■ **WHAT TO DO**: Reproduce the entries exactly.

■ **DATA EXCERPTS**:
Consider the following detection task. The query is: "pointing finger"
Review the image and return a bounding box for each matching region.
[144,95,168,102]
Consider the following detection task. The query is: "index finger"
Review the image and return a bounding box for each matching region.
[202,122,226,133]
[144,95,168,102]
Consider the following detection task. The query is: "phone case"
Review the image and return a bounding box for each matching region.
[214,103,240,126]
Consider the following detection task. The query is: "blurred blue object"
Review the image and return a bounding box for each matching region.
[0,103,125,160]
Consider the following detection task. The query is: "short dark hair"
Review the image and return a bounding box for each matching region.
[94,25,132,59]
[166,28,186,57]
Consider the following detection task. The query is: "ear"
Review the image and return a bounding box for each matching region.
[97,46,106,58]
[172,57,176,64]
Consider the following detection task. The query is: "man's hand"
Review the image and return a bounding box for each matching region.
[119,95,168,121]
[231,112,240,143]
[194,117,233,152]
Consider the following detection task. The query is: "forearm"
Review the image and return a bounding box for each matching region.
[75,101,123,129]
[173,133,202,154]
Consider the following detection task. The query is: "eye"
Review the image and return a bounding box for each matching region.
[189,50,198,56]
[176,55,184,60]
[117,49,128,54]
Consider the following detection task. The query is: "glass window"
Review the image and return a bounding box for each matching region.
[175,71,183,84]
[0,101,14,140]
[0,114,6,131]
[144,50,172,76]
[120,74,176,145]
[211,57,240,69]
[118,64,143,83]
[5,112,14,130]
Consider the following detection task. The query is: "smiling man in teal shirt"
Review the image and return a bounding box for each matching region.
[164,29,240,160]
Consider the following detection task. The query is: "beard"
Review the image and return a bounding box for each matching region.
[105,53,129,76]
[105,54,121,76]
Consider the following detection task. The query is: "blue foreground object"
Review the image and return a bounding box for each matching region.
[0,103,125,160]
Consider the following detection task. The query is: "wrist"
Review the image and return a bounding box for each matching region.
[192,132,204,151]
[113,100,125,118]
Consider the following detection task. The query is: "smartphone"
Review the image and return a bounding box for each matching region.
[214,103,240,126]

■ **TASK SOLUTION**:
Consider the following detection task. The query is: "pointing finger"
Review the image and return a bounding box for each matching region.
[144,95,168,102]
Consider the following detection task. The query is: "index finger"
Review the image and return a bounding box for each matching region.
[202,122,226,133]
[144,95,168,102]
Consider the following detection task. The query is: "phone case"
Review the image and return a bounding box for each matching region.
[214,103,240,126]
Consider the following detection task. The query is: "blurred blue object"
Review the image and return a bounding box for each matching region.
[0,103,125,160]
Consider the following detection task. The query is: "short dark hair"
Review the image and return a bounding box for each matching region.
[94,25,132,59]
[166,28,186,57]
Consider the following detection task. The query is: "ear"
Review the image and return a bounding box for each matching region.
[97,46,106,58]
[172,57,176,64]
Consider the following detection task. The query is: "man's hand"
Review the image and return a bounding box for each matching region.
[119,95,168,121]
[231,112,240,143]
[194,117,233,152]
Consider the following detection task. The query is: "forearm"
Review the image and return a bounding box for each matching region.
[75,101,123,129]
[173,133,202,154]
Consider the following detection task. The query is: "eye"
Review the image and return a bounding box for each matching region.
[189,50,198,56]
[176,55,184,60]
[117,49,128,54]
Consider the following detection task. The query is: "glass window"
Review the image and return a bounding box for each matching region.
[175,71,183,84]
[0,101,14,140]
[0,114,6,131]
[144,50,172,76]
[120,74,176,145]
[211,57,240,69]
[118,64,143,83]
[5,112,14,130]
Consider the following detection task. The query is: "smiling man in teal shirt"
Review the image and return a bounding box for each matching region.
[164,29,240,160]
Consider the following detection task. The query is: "beard"
Review the image and return a bounding box for each matching region.
[105,53,129,76]
[105,54,121,76]
Consider the following detection task. The query is: "blue foreground object"
Review the image and return a bounding box for each matching region.
[0,103,125,160]
Consider the following detection task. The query is: "wrist"
Review the image and return a bounding box for each matching region.
[192,132,204,151]
[113,100,125,118]
Consider the following detection task. The query is: "smartphone"
Review the image and return a bounding box for each matching region.
[214,103,240,126]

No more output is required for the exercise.